> _Esercizio scritto_
Nel brano su Manzoni che segue, riscrivi tutto ciò che va da "La materia dell’opera" fino a "e le congetture.", sostituendo "estratti autentici" con "atti originali".

> _Brano scelto_
★ ★ ★ ★

La revisione della Colonna Infame è parallela all’evoluzione delle idee manzoniane sul romanzo storico, evoluzione che, successiva all’edizione “ventisettana” dei Promessi Sposi, approderà alla condanna del romanzo storico. Già nella revisione per la “ventisettana” dei capitoli storici dedicati a «fame, guerra, e peste» Manzoni mostra di aver cambiato prospettiva: i dati storici e i documenti si amalgamano con la narrazione. Il processo di critica del romanzo storico porta, inoltre, Manzoni a formulare giudizi severi sul romanzo storico considerato «produzione completamente illecita di frivola mezza conoscenza, intollerabile ibrido di Storia e Poesia, di Vero e di Falso» (Carl Witte, Lettere, I, 606).
La seconda redazione rappresenta il punto di arrivo del “processo” del romanzo storico. Il testo definitivo rinuncia alla struttura narrativa e si trasforma in un saggio storico-giuridico. Il resoconto del processo è preceduto da un’Introduzione in cui l’autore si presenta in qualità di storico che si propone di far conoscere il “modo di essere” dell’umanità “in un dato tempo”.
La materia dell’opera è diversamente strutturata: non più esposizione lineare e continua, ma una netta scansione in sette capitoli, ognuno dedicato a un momento preciso dell’ “affare”. Nell’analizzare i fatti Manzoni segue gli estratti autentici del processo, intercalando il racconto breve con i fatti e le congetture.

★ ★ ★ ★

(Voci di un dataset di puntamento)
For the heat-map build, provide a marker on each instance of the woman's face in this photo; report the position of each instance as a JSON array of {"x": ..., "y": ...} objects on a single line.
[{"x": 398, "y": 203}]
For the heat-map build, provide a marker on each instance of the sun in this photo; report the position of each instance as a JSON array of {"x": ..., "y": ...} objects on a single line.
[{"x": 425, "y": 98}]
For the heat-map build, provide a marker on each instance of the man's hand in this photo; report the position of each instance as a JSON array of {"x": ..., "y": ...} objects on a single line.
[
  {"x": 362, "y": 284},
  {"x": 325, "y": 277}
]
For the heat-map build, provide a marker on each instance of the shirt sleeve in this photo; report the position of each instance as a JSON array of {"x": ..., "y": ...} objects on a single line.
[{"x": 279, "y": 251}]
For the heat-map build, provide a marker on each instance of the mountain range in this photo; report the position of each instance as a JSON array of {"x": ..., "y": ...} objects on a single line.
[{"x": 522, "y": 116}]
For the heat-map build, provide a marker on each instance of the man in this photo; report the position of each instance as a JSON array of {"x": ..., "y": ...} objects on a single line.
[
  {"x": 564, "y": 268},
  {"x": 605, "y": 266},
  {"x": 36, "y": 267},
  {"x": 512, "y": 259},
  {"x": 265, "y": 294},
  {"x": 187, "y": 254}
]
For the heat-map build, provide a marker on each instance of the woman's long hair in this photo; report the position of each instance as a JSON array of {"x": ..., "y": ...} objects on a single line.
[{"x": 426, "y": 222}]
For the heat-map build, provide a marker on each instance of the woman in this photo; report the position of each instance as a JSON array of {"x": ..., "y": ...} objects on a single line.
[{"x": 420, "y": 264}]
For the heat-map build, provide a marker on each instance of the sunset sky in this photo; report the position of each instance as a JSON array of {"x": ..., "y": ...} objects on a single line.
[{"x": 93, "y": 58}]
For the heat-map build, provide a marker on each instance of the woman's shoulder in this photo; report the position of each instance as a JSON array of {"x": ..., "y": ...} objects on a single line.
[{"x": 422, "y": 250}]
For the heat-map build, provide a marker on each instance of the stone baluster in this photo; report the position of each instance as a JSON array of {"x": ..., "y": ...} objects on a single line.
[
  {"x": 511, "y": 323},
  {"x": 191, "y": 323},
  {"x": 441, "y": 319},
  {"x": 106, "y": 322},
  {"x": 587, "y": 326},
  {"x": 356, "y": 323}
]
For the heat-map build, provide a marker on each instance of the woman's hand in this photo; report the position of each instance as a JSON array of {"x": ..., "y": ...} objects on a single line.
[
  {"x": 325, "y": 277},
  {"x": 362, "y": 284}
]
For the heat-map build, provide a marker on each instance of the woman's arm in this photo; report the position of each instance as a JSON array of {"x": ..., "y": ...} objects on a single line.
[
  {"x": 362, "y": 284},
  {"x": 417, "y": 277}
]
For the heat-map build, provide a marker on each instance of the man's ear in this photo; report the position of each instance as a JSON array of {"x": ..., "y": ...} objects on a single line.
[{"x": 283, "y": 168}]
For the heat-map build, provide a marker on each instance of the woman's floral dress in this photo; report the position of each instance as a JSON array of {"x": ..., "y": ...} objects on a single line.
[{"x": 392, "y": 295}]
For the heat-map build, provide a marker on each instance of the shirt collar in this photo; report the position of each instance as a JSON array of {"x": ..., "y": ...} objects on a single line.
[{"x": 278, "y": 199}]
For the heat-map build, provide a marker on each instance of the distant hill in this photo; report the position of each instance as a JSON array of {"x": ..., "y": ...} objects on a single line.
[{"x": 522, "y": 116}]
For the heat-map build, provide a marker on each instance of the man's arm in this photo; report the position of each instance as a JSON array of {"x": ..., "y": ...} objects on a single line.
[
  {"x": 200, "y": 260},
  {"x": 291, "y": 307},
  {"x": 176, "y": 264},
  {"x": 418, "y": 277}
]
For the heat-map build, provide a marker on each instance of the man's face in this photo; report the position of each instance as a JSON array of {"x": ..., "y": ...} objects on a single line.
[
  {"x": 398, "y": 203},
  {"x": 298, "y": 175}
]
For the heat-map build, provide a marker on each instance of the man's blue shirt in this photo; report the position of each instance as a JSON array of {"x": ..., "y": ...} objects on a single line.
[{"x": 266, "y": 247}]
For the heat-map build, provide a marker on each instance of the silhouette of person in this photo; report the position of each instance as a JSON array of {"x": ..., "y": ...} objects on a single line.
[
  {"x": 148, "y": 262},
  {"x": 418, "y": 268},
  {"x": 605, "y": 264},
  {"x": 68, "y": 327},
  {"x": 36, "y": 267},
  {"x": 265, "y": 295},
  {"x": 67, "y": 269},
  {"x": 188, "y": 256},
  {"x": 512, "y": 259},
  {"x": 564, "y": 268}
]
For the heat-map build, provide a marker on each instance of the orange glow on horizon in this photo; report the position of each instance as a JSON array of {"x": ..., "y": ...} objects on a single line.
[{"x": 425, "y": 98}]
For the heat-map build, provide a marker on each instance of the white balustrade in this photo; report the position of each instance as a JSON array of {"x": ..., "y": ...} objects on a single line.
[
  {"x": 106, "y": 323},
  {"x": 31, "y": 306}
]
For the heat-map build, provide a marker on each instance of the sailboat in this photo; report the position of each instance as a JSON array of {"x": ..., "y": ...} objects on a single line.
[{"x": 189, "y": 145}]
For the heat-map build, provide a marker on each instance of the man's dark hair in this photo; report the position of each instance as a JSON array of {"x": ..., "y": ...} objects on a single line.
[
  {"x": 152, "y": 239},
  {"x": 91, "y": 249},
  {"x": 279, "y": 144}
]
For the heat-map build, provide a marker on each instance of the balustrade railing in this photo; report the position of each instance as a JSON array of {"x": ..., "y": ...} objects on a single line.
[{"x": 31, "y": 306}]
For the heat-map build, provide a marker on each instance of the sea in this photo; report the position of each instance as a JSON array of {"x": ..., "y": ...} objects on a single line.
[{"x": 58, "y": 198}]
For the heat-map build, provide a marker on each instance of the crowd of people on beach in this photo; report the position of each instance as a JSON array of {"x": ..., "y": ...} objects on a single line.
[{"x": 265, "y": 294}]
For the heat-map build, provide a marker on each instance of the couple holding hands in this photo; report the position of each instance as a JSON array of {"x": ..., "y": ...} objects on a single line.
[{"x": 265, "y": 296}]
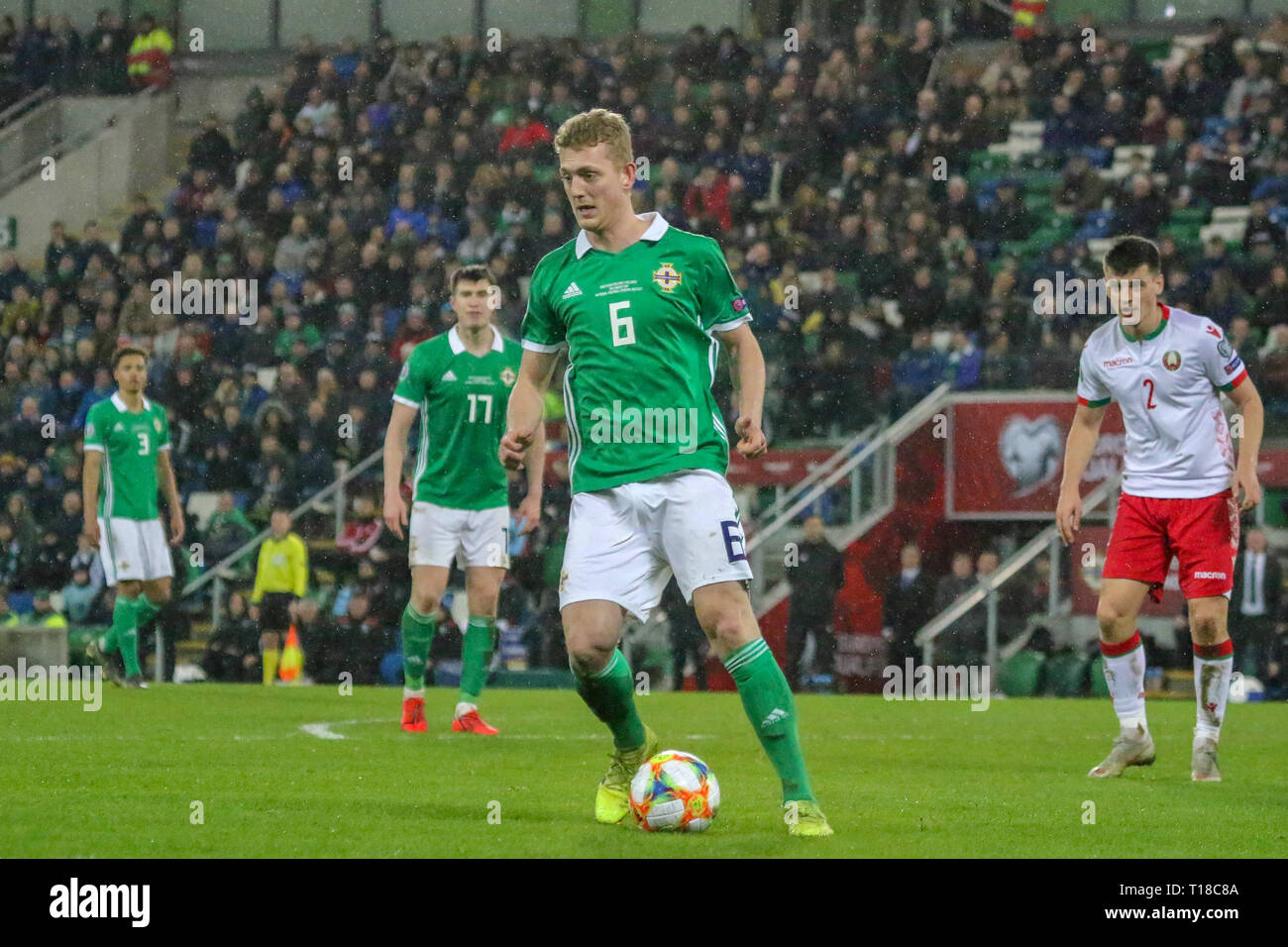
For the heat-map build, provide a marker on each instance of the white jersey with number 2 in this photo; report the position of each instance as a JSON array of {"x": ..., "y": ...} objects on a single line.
[{"x": 1166, "y": 385}]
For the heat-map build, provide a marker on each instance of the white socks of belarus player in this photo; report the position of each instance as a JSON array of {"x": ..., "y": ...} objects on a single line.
[
  {"x": 1212, "y": 664},
  {"x": 1125, "y": 674}
]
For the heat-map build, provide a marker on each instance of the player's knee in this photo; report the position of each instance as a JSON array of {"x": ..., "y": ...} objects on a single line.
[
  {"x": 587, "y": 656},
  {"x": 1205, "y": 629},
  {"x": 722, "y": 625},
  {"x": 424, "y": 602},
  {"x": 1112, "y": 616}
]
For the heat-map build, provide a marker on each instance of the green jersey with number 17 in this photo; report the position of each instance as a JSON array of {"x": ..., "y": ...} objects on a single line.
[
  {"x": 462, "y": 399},
  {"x": 642, "y": 354},
  {"x": 129, "y": 442}
]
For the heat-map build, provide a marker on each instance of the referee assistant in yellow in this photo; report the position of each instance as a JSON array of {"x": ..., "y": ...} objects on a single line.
[{"x": 281, "y": 577}]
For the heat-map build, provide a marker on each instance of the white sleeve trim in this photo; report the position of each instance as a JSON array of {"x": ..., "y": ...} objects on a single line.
[
  {"x": 541, "y": 347},
  {"x": 729, "y": 326}
]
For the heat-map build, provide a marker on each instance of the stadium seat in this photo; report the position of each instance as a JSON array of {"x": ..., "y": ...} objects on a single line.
[
  {"x": 1222, "y": 215},
  {"x": 1021, "y": 674},
  {"x": 202, "y": 505},
  {"x": 1064, "y": 676},
  {"x": 1190, "y": 215}
]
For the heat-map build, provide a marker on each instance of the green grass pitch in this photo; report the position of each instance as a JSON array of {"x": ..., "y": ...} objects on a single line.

★ ★ ★ ★

> _Soluzione scritta_
La materia dell’opera è diversamente strutturata: non più esposizione lineare e continua, ma una netta scansione in sette capitoli, ognuno dedicato a un momento preciso dell’ “affare”. Nell’analizzare i fatti Manzoni segue gli atti originali del processo, intercalando il racconto breve con i fatti e le congetture.